Problems to work on =>
(1) In the text on peeling cedar logs, condense the paragraph that begins "When the sap isn't running" into a short list that keeps its main facts.
(2) Copy the cedar-peeling text from the words "Q: I hope to" through the words "the wood underneath?", swapping "rustic" for "country".

Page text =>
Q: I hope to use local red cedar logs as posts for a client’s rustic porch. What’s the best way to remove the bark without damaging the wood underneath?

A: Craig Aument, a timber framer and founding owner of Cascade Joinery, a timber-frame company in Ferndale, Wash., responds: We’re often asked to include natural logs in the timber-frame structures we build. The tree shape creates an interesting contrast to and visual juxtaposition with the milled timbers that make up the rest of the frame. Red cedar, with its natural rot resistance as well as its fairly easy workability, is an excellent choice for unique-looking porch posts.

We’ve found that cedar logs cut in the spring, when the sap is running, are a joy to peel. Loosen a strip of bark at one end of the log with a draw knife or peeling spud. (A peeling spud has a steel blade about 6 inches long and about 2 1/2 inches wide that’s mounted on a long wood handle. The blade is slightly curved and sharpened on the end as well as on both sides.) Once you’ve separated a section of bark, pull up; you can usually peel full-length strips from the log. Native Americans in my area harvested basket-making material from live trees this way. They did not strip the whole tree, but usually took just a 6-inch to 8-inch strip from one side, so the tree wouldn’t die.

When the sap isn’t running, the bark is a lot tougher to peel. In this case, work your way down the log using a draw knife or peeling spud, taking off the outer layers of hard bark and being careful to stay in the right layer to avoid cutting into the log. This can get tricky around the knots or branches, but you don’t need to get all the way to the wood in these areas, just the harder outside layer of bark.

Regardless of when the tree is cut, it is best to get the bark off as soon as possible. Otherwise, moisture and bugs can get under the bark, staining and burrowing into the sapwood layer.

Once you’ve taken off most of the outer bark, carefully pressure wash the logs to clean up the inner layer. Then begin working them to make your posts. Usually by the time you’ve finished with the fabrication, the logs are dry enough to be finished. In most cases, we use Sikkens Cetol Log and Siding to seal the log and bring out the natural color of the wood.

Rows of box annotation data

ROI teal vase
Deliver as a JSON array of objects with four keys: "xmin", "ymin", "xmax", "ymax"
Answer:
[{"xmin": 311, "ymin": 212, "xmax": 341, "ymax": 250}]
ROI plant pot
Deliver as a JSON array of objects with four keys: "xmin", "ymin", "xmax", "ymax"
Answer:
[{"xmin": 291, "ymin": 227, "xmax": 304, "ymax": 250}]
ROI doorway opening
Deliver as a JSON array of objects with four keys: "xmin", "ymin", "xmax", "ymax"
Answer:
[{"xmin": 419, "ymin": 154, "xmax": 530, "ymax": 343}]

Solved tasks =>
(1)
- Bark is much harder to peel when the sap isn't running.
- Work down the log with a draw knife or peeling spud, removing the outer layers of hard bark.
- Stay in the right layer so you don't cut into the log.
- Knots and branches can be tricky, but there you only need to remove the hard outer bark, not go all the way to the wood.

(2)
Q: I hope to use local red cedar logs as posts for a client’s country porch. What’s the best way to remove the bark without damaging the wood underneath?